[Problem to solve]
Where in the data does the word "query" appear? Find those lines and copy them.
------------------------
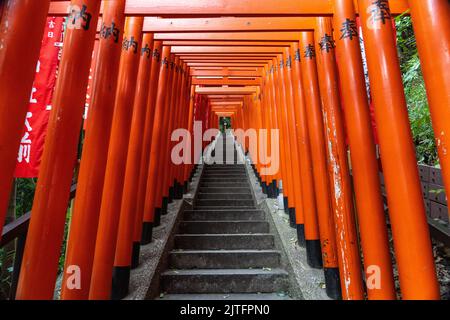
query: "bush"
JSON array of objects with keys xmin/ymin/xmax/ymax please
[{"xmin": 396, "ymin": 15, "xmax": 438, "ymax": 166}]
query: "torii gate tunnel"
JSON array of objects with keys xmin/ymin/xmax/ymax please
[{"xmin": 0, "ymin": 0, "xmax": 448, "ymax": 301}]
------------------------
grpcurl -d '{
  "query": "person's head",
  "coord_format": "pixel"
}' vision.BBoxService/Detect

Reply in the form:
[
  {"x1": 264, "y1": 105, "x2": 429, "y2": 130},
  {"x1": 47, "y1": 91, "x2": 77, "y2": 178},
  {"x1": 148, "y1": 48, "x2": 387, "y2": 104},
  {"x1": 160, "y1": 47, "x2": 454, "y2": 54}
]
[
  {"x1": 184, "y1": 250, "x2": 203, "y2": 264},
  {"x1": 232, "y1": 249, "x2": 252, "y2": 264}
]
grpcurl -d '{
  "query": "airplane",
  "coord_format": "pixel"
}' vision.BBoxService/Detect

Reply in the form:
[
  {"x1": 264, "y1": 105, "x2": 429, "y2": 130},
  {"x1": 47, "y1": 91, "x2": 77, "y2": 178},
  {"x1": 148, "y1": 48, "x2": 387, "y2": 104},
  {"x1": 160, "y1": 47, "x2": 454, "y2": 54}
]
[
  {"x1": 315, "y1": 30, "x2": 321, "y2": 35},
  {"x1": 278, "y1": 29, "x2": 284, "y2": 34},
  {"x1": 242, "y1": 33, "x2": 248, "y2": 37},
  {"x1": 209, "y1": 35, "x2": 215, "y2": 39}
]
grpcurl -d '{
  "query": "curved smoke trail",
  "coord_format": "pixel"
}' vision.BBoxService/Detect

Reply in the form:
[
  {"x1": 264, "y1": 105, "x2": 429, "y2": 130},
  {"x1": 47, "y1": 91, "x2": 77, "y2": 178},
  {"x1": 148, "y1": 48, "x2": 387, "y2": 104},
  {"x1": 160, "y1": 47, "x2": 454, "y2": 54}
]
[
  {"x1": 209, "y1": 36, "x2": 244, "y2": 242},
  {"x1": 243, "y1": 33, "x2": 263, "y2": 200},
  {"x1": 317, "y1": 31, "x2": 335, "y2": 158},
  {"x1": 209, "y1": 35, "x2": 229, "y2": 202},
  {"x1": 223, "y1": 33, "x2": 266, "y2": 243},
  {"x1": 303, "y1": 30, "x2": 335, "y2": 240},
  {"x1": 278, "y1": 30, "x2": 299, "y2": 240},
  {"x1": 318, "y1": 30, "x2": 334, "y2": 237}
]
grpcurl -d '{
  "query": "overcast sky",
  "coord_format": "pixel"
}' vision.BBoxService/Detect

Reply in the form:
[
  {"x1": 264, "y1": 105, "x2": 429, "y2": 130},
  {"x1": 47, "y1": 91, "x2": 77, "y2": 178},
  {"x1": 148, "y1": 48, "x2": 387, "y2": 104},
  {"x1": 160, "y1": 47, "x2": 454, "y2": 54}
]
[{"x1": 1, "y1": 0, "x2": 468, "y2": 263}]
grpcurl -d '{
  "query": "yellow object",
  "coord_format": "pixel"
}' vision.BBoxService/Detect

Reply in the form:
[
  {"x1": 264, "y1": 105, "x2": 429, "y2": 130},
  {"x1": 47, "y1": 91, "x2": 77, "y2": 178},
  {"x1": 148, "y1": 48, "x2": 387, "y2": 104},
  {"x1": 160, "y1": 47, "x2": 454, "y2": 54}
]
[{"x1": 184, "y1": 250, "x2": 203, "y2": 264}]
------------------------
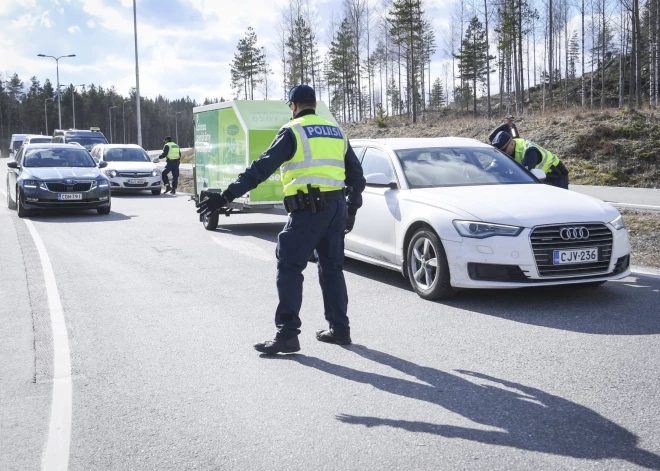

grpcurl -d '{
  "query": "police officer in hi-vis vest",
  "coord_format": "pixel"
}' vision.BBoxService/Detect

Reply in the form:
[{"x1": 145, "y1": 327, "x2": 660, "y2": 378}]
------------------------
[Solution]
query: "bush"
query: "torii gate tunnel"
  "query": "person's head",
  "query": "airplane",
  "query": "curved smoke trail",
  "query": "overcast sky",
  "query": "yellow object",
  "query": "police officer in hi-vis vest",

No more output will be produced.